===== TEXT =====
An old gag asks, What do you call a thousand lawyers at the bottom of the ocean?  Answer: A good start.  These days, I don't think "lawyer" is the right profession for that joke.

Jon Stokes has more about high frequency trading over at Ars Technica.  His piece doesn't address the allegations that HFT shops engage in front running (i.e., sneaking a look at stock prices a few milliseconds before anyone else), but focuses instead on "pure" HFT strategies.  For example:

One of the most important uses for HFT is to get the best price for very large stock orders by breaking them up into small orders of random sizes and hiding the activity from other traders, who, on sensing that a large order is in progress, might take advantage of that knowledge by making moves that would impact the stock price....Some categories of "predatory algos" closely monitor the markets in order to sniff out exactly these types of hidden large orders, so that the algo can trade against them. For instance, if a predatory algo detects that someone is trying to hide a large sell order for [Intel] by trickling it out into the market in small blocks, it might work to bid down the price of [Intel] just a bit so that it can pick up those blocks at a discount and then sell them for a profit when the share price floats back up to the market's earlier, non-manipulated valuation.
===== GIVEN ENTRIES =====
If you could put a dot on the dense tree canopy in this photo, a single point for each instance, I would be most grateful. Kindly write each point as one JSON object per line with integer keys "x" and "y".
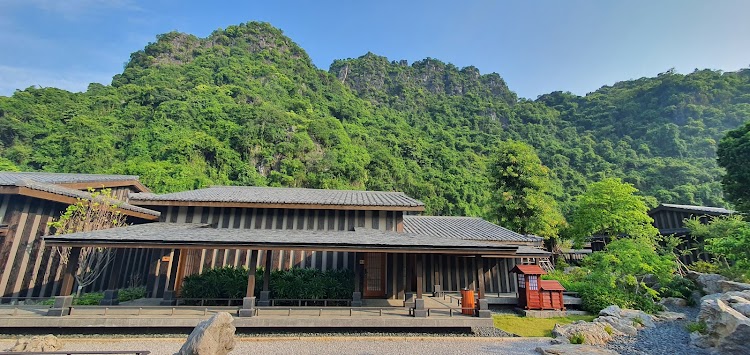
{"x": 522, "y": 191}
{"x": 734, "y": 156}
{"x": 246, "y": 106}
{"x": 611, "y": 208}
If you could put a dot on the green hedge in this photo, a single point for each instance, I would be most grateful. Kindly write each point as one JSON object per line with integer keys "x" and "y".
{"x": 296, "y": 283}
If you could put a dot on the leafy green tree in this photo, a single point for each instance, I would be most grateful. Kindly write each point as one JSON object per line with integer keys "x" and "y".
{"x": 728, "y": 239}
{"x": 618, "y": 275}
{"x": 523, "y": 190}
{"x": 734, "y": 155}
{"x": 611, "y": 208}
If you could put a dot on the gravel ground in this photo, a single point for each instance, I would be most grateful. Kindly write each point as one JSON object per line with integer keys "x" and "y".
{"x": 323, "y": 345}
{"x": 667, "y": 338}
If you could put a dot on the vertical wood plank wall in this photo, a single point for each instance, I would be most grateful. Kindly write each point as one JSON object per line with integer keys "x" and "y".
{"x": 29, "y": 269}
{"x": 264, "y": 218}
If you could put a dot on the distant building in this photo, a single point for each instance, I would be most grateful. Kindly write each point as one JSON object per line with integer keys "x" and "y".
{"x": 183, "y": 233}
{"x": 669, "y": 219}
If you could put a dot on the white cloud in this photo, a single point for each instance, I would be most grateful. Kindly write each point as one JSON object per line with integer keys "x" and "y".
{"x": 19, "y": 78}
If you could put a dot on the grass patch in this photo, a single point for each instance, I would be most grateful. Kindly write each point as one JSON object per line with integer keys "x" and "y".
{"x": 533, "y": 327}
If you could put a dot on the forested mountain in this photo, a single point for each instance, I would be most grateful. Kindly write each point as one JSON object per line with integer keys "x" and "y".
{"x": 247, "y": 106}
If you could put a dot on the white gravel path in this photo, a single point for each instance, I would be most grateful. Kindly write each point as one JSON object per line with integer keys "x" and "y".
{"x": 337, "y": 345}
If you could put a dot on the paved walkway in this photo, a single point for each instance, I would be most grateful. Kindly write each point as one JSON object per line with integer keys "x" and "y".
{"x": 328, "y": 345}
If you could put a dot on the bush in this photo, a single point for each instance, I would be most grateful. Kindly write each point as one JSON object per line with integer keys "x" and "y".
{"x": 617, "y": 276}
{"x": 296, "y": 283}
{"x": 132, "y": 293}
{"x": 576, "y": 338}
{"x": 699, "y": 327}
{"x": 679, "y": 287}
{"x": 222, "y": 282}
{"x": 704, "y": 267}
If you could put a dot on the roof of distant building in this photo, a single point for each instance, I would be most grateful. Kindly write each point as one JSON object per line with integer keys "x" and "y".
{"x": 691, "y": 208}
{"x": 82, "y": 181}
{"x": 188, "y": 234}
{"x": 269, "y": 197}
{"x": 467, "y": 228}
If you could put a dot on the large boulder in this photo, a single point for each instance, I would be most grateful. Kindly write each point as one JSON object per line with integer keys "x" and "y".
{"x": 38, "y": 343}
{"x": 672, "y": 302}
{"x": 213, "y": 336}
{"x": 619, "y": 324}
{"x": 727, "y": 328}
{"x": 708, "y": 282}
{"x": 728, "y": 286}
{"x": 593, "y": 333}
{"x": 634, "y": 317}
{"x": 570, "y": 349}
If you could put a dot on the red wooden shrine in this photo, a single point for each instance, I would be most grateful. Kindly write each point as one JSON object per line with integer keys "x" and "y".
{"x": 535, "y": 293}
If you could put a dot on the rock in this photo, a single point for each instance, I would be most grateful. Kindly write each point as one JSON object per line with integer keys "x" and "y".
{"x": 624, "y": 327}
{"x": 571, "y": 349}
{"x": 727, "y": 286}
{"x": 668, "y": 316}
{"x": 37, "y": 344}
{"x": 727, "y": 329}
{"x": 213, "y": 336}
{"x": 671, "y": 302}
{"x": 613, "y": 311}
{"x": 593, "y": 332}
{"x": 708, "y": 282}
{"x": 638, "y": 317}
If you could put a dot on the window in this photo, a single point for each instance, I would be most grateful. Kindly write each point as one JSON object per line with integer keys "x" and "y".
{"x": 533, "y": 283}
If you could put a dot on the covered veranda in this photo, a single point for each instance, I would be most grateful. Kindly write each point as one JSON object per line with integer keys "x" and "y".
{"x": 367, "y": 245}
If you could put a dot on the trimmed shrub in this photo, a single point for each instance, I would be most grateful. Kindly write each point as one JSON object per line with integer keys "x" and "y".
{"x": 295, "y": 283}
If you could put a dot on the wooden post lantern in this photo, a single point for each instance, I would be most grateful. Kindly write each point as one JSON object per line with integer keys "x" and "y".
{"x": 535, "y": 293}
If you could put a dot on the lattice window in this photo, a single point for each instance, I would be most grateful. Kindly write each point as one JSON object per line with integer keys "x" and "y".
{"x": 533, "y": 282}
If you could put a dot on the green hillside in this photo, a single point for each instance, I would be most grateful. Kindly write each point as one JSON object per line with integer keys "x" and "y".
{"x": 247, "y": 106}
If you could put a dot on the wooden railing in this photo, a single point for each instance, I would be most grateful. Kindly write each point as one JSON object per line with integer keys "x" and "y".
{"x": 124, "y": 352}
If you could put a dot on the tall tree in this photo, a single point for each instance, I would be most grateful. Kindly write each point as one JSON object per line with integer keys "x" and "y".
{"x": 611, "y": 207}
{"x": 99, "y": 212}
{"x": 734, "y": 155}
{"x": 523, "y": 190}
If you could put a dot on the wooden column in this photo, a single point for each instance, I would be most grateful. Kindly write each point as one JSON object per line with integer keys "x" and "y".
{"x": 480, "y": 276}
{"x": 357, "y": 273}
{"x": 69, "y": 278}
{"x": 181, "y": 265}
{"x": 267, "y": 271}
{"x": 418, "y": 269}
{"x": 251, "y": 274}
{"x": 116, "y": 270}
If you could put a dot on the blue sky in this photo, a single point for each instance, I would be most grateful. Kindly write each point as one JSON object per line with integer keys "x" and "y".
{"x": 538, "y": 46}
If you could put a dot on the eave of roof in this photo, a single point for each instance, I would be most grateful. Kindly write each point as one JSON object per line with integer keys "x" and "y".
{"x": 706, "y": 210}
{"x": 61, "y": 194}
{"x": 73, "y": 180}
{"x": 467, "y": 228}
{"x": 199, "y": 236}
{"x": 290, "y": 198}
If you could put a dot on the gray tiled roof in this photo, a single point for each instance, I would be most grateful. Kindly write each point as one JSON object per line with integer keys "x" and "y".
{"x": 702, "y": 209}
{"x": 9, "y": 178}
{"x": 467, "y": 228}
{"x": 281, "y": 195}
{"x": 64, "y": 191}
{"x": 202, "y": 234}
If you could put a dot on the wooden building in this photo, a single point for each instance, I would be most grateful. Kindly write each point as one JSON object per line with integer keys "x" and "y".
{"x": 282, "y": 227}
{"x": 535, "y": 293}
{"x": 28, "y": 202}
{"x": 294, "y": 209}
{"x": 669, "y": 219}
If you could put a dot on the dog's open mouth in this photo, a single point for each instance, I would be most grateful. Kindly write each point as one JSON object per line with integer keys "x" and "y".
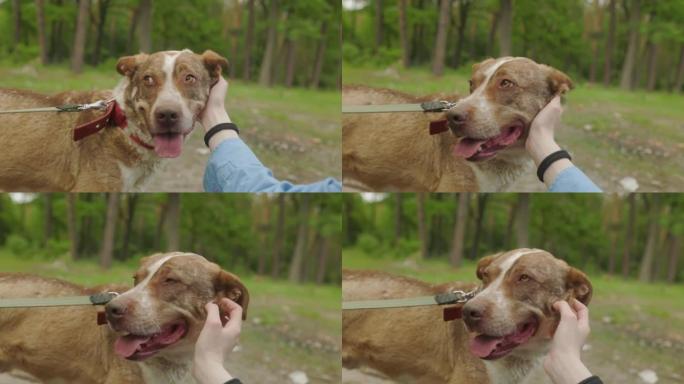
{"x": 139, "y": 347}
{"x": 481, "y": 149}
{"x": 493, "y": 347}
{"x": 168, "y": 144}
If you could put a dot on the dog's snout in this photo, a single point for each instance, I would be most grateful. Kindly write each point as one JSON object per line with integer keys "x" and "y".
{"x": 115, "y": 310}
{"x": 167, "y": 117}
{"x": 456, "y": 117}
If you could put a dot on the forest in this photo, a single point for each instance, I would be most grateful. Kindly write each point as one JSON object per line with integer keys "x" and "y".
{"x": 293, "y": 237}
{"x": 274, "y": 42}
{"x": 636, "y": 44}
{"x": 633, "y": 236}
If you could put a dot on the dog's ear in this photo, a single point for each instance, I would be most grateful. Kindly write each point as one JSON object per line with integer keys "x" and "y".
{"x": 483, "y": 264}
{"x": 559, "y": 82}
{"x": 229, "y": 285}
{"x": 215, "y": 64}
{"x": 578, "y": 286}
{"x": 127, "y": 65}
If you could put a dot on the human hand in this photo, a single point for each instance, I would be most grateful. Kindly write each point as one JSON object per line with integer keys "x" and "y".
{"x": 563, "y": 363}
{"x": 215, "y": 110}
{"x": 216, "y": 341}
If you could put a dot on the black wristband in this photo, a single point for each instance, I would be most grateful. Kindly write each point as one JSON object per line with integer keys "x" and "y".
{"x": 217, "y": 128}
{"x": 550, "y": 159}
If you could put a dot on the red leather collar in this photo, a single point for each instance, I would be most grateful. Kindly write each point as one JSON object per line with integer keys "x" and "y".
{"x": 114, "y": 114}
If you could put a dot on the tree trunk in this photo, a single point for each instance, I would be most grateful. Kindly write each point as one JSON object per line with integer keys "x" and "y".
{"x": 505, "y": 28}
{"x": 290, "y": 63}
{"x": 48, "y": 218}
{"x": 108, "y": 237}
{"x": 522, "y": 220}
{"x": 131, "y": 201}
{"x": 16, "y": 18}
{"x": 80, "y": 36}
{"x": 403, "y": 35}
{"x": 458, "y": 242}
{"x": 295, "y": 274}
{"x": 173, "y": 214}
{"x": 379, "y": 26}
{"x": 652, "y": 65}
{"x": 42, "y": 41}
{"x": 673, "y": 258}
{"x": 322, "y": 260}
{"x": 279, "y": 237}
{"x": 679, "y": 78}
{"x": 398, "y": 214}
{"x": 266, "y": 70}
{"x": 441, "y": 39}
{"x": 145, "y": 26}
{"x": 249, "y": 41}
{"x": 463, "y": 8}
{"x": 646, "y": 268}
{"x": 481, "y": 206}
{"x": 610, "y": 46}
{"x": 627, "y": 78}
{"x": 422, "y": 225}
{"x": 72, "y": 225}
{"x": 103, "y": 6}
{"x": 320, "y": 57}
{"x": 629, "y": 238}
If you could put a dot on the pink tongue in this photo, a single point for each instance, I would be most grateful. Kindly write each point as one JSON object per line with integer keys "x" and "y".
{"x": 467, "y": 147}
{"x": 482, "y": 346}
{"x": 168, "y": 146}
{"x": 126, "y": 346}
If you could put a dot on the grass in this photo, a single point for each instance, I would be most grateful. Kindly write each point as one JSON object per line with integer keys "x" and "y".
{"x": 635, "y": 326}
{"x": 289, "y": 327}
{"x": 293, "y": 131}
{"x": 613, "y": 133}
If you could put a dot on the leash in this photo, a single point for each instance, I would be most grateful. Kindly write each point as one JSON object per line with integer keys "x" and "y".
{"x": 453, "y": 297}
{"x": 97, "y": 299}
{"x": 429, "y": 106}
{"x": 100, "y": 104}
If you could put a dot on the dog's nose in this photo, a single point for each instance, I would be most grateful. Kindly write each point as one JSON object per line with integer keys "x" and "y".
{"x": 166, "y": 117}
{"x": 115, "y": 310}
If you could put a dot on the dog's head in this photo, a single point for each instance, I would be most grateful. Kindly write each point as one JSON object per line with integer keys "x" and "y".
{"x": 505, "y": 96}
{"x": 513, "y": 313}
{"x": 165, "y": 92}
{"x": 164, "y": 312}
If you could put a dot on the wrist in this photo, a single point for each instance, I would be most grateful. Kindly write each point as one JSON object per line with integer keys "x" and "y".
{"x": 214, "y": 117}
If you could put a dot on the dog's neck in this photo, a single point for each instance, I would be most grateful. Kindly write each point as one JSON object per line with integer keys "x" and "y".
{"x": 158, "y": 370}
{"x": 512, "y": 369}
{"x": 497, "y": 174}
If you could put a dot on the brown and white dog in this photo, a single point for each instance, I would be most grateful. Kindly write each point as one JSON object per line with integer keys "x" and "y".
{"x": 485, "y": 152}
{"x": 152, "y": 327}
{"x": 157, "y": 104}
{"x": 504, "y": 335}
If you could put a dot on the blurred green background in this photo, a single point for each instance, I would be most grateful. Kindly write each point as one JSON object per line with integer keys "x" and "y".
{"x": 630, "y": 247}
{"x": 623, "y": 121}
{"x": 285, "y": 248}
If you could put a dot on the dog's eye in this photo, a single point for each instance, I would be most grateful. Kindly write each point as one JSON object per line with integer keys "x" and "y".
{"x": 505, "y": 83}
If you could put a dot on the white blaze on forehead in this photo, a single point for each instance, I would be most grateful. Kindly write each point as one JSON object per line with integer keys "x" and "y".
{"x": 494, "y": 290}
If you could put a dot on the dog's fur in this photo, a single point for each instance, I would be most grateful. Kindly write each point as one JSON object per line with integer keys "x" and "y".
{"x": 393, "y": 151}
{"x": 38, "y": 151}
{"x": 65, "y": 344}
{"x": 416, "y": 345}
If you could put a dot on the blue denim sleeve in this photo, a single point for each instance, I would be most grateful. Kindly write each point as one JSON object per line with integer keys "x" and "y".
{"x": 233, "y": 167}
{"x": 573, "y": 180}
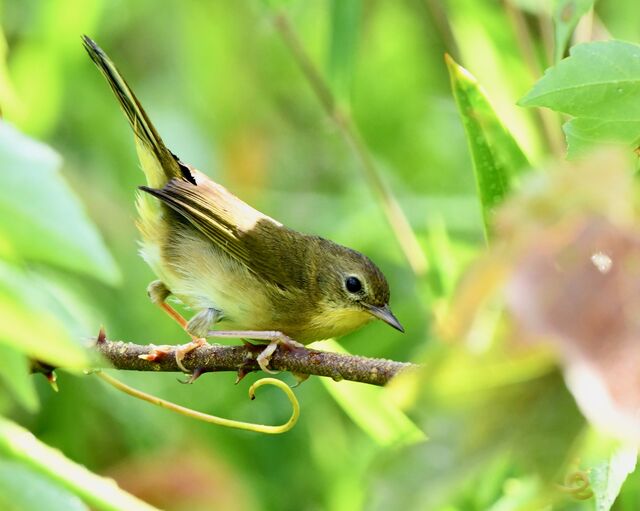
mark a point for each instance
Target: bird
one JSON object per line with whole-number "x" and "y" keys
{"x": 245, "y": 274}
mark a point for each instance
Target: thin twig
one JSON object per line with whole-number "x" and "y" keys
{"x": 241, "y": 359}
{"x": 395, "y": 216}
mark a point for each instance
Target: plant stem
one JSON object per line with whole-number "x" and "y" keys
{"x": 241, "y": 359}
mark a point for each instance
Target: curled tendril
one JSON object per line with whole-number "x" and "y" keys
{"x": 212, "y": 419}
{"x": 577, "y": 485}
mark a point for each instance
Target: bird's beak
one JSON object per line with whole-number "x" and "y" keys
{"x": 385, "y": 314}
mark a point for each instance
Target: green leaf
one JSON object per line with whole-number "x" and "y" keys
{"x": 372, "y": 409}
{"x": 497, "y": 158}
{"x": 599, "y": 84}
{"x": 607, "y": 477}
{"x": 583, "y": 133}
{"x": 599, "y": 80}
{"x": 15, "y": 374}
{"x": 22, "y": 489}
{"x": 345, "y": 29}
{"x": 40, "y": 217}
{"x": 28, "y": 325}
{"x": 566, "y": 15}
{"x": 102, "y": 494}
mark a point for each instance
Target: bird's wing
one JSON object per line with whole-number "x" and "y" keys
{"x": 241, "y": 231}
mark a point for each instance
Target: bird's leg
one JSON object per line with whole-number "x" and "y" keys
{"x": 158, "y": 293}
{"x": 275, "y": 339}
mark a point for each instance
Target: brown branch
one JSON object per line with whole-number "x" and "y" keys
{"x": 241, "y": 359}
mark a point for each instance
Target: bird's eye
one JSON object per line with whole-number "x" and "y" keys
{"x": 353, "y": 284}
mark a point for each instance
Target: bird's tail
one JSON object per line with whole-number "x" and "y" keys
{"x": 159, "y": 164}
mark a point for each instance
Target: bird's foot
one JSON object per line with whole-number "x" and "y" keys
{"x": 183, "y": 350}
{"x": 159, "y": 352}
{"x": 282, "y": 340}
{"x": 275, "y": 339}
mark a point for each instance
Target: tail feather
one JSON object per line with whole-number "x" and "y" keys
{"x": 160, "y": 165}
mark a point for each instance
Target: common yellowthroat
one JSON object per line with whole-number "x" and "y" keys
{"x": 235, "y": 266}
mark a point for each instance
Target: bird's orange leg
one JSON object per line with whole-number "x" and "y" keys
{"x": 158, "y": 293}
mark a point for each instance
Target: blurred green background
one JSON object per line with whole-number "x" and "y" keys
{"x": 227, "y": 97}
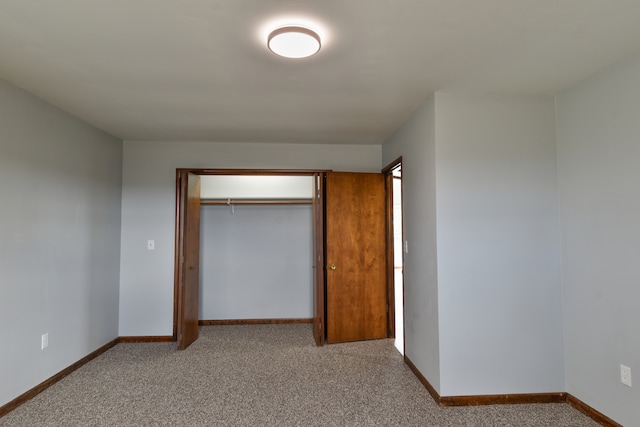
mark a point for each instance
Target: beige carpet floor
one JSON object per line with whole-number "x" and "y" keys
{"x": 261, "y": 375}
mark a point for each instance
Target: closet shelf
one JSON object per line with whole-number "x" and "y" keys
{"x": 257, "y": 202}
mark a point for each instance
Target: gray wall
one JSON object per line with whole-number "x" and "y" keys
{"x": 148, "y": 210}
{"x": 60, "y": 183}
{"x": 498, "y": 245}
{"x": 415, "y": 141}
{"x": 257, "y": 262}
{"x": 482, "y": 276}
{"x": 599, "y": 176}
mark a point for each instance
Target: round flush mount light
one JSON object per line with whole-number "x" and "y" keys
{"x": 293, "y": 42}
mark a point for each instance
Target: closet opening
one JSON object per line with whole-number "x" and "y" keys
{"x": 254, "y": 255}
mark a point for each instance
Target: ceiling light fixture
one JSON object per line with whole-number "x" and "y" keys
{"x": 294, "y": 42}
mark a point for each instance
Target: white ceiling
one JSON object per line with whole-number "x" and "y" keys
{"x": 199, "y": 69}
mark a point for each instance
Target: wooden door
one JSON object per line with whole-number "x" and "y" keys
{"x": 356, "y": 257}
{"x": 188, "y": 285}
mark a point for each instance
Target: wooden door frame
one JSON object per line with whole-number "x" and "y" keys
{"x": 318, "y": 218}
{"x": 388, "y": 185}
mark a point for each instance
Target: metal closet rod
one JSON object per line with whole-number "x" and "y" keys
{"x": 257, "y": 202}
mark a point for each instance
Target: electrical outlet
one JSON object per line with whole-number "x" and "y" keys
{"x": 625, "y": 375}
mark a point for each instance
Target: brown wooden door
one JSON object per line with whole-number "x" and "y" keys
{"x": 356, "y": 257}
{"x": 188, "y": 286}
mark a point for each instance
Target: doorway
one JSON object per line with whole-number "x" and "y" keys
{"x": 365, "y": 221}
{"x": 395, "y": 250}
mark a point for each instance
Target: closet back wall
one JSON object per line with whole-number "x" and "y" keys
{"x": 256, "y": 263}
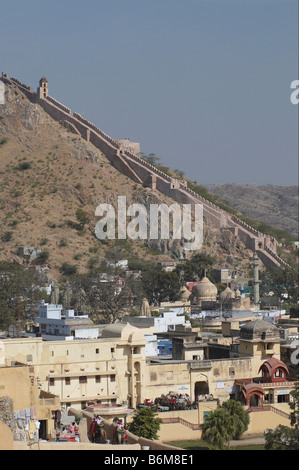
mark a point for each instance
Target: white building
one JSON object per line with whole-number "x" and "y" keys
{"x": 54, "y": 326}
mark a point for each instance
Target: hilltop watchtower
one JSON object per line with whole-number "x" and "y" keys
{"x": 42, "y": 90}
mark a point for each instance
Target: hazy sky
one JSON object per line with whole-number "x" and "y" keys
{"x": 203, "y": 84}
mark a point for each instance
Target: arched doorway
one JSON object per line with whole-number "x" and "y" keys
{"x": 252, "y": 395}
{"x": 201, "y": 388}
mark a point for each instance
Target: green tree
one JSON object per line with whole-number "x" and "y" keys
{"x": 218, "y": 429}
{"x": 240, "y": 418}
{"x": 281, "y": 281}
{"x": 160, "y": 286}
{"x": 19, "y": 294}
{"x": 82, "y": 217}
{"x": 229, "y": 421}
{"x": 145, "y": 424}
{"x": 195, "y": 266}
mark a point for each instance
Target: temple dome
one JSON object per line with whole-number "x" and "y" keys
{"x": 226, "y": 294}
{"x": 185, "y": 293}
{"x": 259, "y": 330}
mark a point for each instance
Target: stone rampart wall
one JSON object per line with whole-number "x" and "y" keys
{"x": 138, "y": 169}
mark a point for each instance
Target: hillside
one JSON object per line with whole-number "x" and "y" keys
{"x": 274, "y": 205}
{"x": 47, "y": 174}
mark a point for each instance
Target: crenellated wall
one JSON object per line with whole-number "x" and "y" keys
{"x": 146, "y": 174}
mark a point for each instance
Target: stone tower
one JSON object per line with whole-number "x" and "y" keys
{"x": 42, "y": 90}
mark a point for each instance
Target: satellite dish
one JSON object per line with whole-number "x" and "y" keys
{"x": 12, "y": 331}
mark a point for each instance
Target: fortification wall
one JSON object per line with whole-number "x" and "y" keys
{"x": 142, "y": 172}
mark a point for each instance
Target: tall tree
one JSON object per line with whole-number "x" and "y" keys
{"x": 226, "y": 423}
{"x": 19, "y": 294}
{"x": 145, "y": 424}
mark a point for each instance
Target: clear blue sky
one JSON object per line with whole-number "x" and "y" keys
{"x": 203, "y": 84}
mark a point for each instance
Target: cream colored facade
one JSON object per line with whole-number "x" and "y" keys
{"x": 113, "y": 369}
{"x": 109, "y": 369}
{"x": 18, "y": 383}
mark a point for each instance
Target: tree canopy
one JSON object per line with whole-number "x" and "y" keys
{"x": 228, "y": 422}
{"x": 145, "y": 424}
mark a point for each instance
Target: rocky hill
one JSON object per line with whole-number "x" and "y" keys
{"x": 274, "y": 205}
{"x": 47, "y": 173}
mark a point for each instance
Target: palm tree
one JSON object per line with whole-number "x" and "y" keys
{"x": 218, "y": 430}
{"x": 226, "y": 423}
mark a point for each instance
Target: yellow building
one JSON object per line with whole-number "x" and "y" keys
{"x": 32, "y": 413}
{"x": 113, "y": 369}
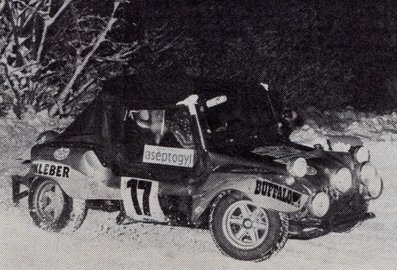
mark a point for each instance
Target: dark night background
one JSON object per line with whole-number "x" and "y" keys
{"x": 324, "y": 53}
{"x": 327, "y": 54}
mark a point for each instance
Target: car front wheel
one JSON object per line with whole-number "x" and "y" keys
{"x": 245, "y": 231}
{"x": 52, "y": 209}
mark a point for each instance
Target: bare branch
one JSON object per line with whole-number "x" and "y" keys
{"x": 96, "y": 42}
{"x": 48, "y": 24}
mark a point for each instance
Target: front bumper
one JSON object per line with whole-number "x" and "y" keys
{"x": 344, "y": 214}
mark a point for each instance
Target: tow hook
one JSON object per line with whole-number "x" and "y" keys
{"x": 16, "y": 190}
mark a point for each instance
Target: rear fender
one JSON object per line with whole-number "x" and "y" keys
{"x": 266, "y": 191}
{"x": 81, "y": 175}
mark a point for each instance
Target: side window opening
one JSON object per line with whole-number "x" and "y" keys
{"x": 170, "y": 128}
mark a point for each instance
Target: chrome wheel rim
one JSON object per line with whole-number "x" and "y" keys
{"x": 50, "y": 202}
{"x": 245, "y": 224}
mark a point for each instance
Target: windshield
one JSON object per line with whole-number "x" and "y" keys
{"x": 241, "y": 121}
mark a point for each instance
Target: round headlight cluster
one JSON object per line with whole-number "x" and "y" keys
{"x": 297, "y": 167}
{"x": 320, "y": 204}
{"x": 371, "y": 180}
{"x": 362, "y": 154}
{"x": 342, "y": 180}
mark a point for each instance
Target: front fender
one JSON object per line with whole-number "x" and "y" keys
{"x": 265, "y": 190}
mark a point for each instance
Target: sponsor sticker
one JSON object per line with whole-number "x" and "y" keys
{"x": 179, "y": 157}
{"x": 278, "y": 192}
{"x": 49, "y": 169}
{"x": 61, "y": 153}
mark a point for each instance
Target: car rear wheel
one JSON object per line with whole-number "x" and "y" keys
{"x": 52, "y": 209}
{"x": 245, "y": 231}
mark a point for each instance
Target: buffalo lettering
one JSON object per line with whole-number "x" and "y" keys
{"x": 277, "y": 192}
{"x": 52, "y": 170}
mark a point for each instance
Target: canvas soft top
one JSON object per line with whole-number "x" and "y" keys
{"x": 101, "y": 124}
{"x": 163, "y": 90}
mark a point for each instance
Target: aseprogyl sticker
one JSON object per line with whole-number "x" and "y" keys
{"x": 168, "y": 156}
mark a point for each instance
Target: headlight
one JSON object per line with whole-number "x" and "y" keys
{"x": 362, "y": 154}
{"x": 371, "y": 180}
{"x": 297, "y": 167}
{"x": 320, "y": 204}
{"x": 342, "y": 180}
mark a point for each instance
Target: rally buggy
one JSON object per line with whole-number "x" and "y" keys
{"x": 196, "y": 153}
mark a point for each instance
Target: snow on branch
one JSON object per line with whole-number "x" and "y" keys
{"x": 94, "y": 44}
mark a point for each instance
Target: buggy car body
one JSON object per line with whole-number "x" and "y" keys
{"x": 217, "y": 157}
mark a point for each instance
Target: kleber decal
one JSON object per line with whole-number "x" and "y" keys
{"x": 168, "y": 156}
{"x": 280, "y": 193}
{"x": 61, "y": 153}
{"x": 47, "y": 169}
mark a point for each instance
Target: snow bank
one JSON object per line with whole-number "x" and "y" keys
{"x": 366, "y": 126}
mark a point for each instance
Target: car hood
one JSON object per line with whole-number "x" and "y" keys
{"x": 322, "y": 164}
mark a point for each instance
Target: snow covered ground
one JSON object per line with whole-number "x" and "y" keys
{"x": 102, "y": 244}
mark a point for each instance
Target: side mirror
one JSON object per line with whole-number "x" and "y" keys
{"x": 266, "y": 86}
{"x": 216, "y": 101}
=====
List every word or phrase that the text on high frequency trading sets inside quotation marks. Nothing in the records is needed for the work here.

## ANSWER SPACE
"lawyer", "pure", "predatory algos"